[Start of section]
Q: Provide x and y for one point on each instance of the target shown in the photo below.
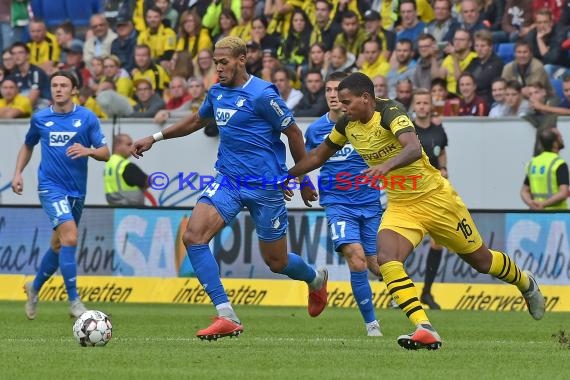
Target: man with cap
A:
(148, 102)
(124, 45)
(374, 29)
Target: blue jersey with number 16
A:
(57, 132)
(250, 118)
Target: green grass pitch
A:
(157, 342)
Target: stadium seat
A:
(81, 11)
(506, 51)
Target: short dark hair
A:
(336, 76)
(357, 83)
(547, 138)
(68, 74)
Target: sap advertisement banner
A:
(147, 243)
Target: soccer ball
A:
(93, 328)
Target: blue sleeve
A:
(206, 110)
(96, 136)
(273, 109)
(33, 135)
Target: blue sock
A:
(48, 266)
(363, 294)
(68, 269)
(298, 269)
(207, 271)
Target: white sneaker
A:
(32, 302)
(373, 329)
(76, 308)
(534, 298)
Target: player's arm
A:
(411, 152)
(24, 156)
(182, 127)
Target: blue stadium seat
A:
(81, 11)
(506, 51)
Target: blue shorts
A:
(60, 207)
(354, 224)
(266, 206)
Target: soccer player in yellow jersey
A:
(420, 201)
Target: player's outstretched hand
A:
(141, 146)
(77, 150)
(18, 184)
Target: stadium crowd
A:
(153, 58)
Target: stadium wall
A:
(487, 160)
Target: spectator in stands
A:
(124, 181)
(144, 67)
(169, 14)
(112, 70)
(205, 68)
(380, 87)
(99, 44)
(148, 102)
(313, 103)
(12, 104)
(471, 16)
(546, 44)
(518, 106)
(374, 30)
(373, 63)
(404, 93)
(295, 49)
(459, 57)
(44, 49)
(443, 27)
(526, 69)
(470, 104)
(517, 19)
(32, 81)
(487, 66)
(259, 34)
(282, 79)
(193, 37)
(326, 28)
(402, 65)
(65, 35)
(411, 27)
(428, 65)
(352, 36)
(546, 183)
(160, 39)
(179, 103)
(254, 63)
(499, 107)
(243, 28)
(124, 45)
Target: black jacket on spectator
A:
(312, 105)
(485, 73)
(125, 50)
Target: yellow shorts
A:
(441, 213)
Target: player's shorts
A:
(354, 224)
(265, 204)
(60, 207)
(441, 213)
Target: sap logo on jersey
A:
(223, 115)
(343, 153)
(60, 138)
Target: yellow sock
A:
(403, 291)
(505, 269)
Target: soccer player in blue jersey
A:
(353, 213)
(69, 135)
(251, 169)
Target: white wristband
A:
(158, 136)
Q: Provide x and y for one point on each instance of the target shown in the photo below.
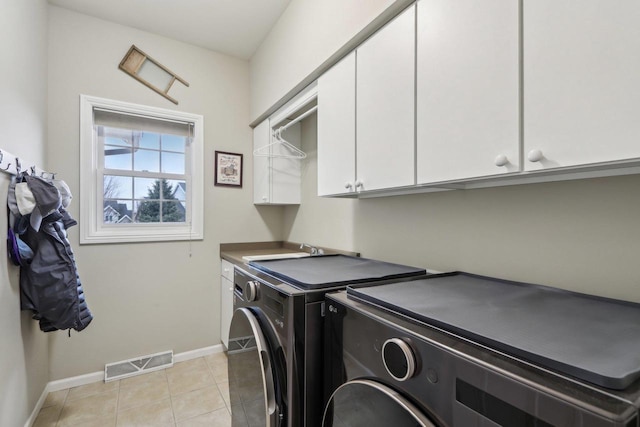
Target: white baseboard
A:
(99, 376)
(200, 352)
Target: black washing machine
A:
(276, 336)
(464, 351)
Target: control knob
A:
(399, 359)
(250, 291)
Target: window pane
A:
(117, 141)
(167, 190)
(173, 211)
(173, 143)
(117, 158)
(117, 212)
(179, 190)
(173, 163)
(150, 140)
(117, 187)
(148, 211)
(146, 160)
(146, 188)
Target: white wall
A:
(305, 36)
(23, 79)
(148, 298)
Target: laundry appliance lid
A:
(325, 271)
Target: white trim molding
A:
(98, 376)
(92, 229)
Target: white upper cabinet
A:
(581, 82)
(261, 169)
(385, 106)
(467, 89)
(337, 128)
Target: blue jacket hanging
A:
(49, 284)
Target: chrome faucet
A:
(312, 249)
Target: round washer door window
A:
(365, 403)
(251, 382)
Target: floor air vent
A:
(137, 366)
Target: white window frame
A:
(92, 228)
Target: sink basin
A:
(265, 257)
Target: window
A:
(141, 173)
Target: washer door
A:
(366, 403)
(251, 377)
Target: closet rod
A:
(297, 119)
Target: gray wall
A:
(580, 235)
(150, 297)
(305, 36)
(23, 78)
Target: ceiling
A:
(234, 27)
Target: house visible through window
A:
(146, 173)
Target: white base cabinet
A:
(226, 300)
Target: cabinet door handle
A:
(535, 155)
(501, 160)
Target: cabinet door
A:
(581, 82)
(386, 106)
(467, 89)
(337, 128)
(261, 165)
(226, 300)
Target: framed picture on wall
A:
(228, 169)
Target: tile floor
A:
(191, 393)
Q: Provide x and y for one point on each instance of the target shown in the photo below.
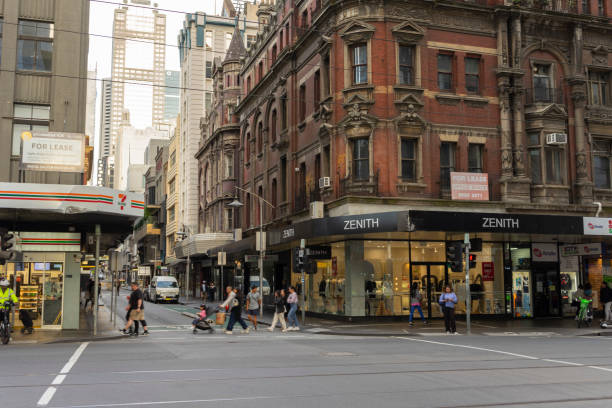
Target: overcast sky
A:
(100, 48)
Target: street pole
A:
(261, 256)
(468, 297)
(303, 297)
(96, 279)
(187, 277)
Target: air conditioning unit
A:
(317, 209)
(324, 182)
(556, 138)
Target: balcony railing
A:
(544, 95)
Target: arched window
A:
(273, 126)
(259, 137)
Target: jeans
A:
(449, 319)
(416, 307)
(278, 316)
(291, 317)
(235, 318)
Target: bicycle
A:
[End of section]
YOUR OBJECTIVE -
From the entries, copy every line in which the word "floor" occurs.

RESULT OF THE TASK -
Target: floor air vent
Target: tile floor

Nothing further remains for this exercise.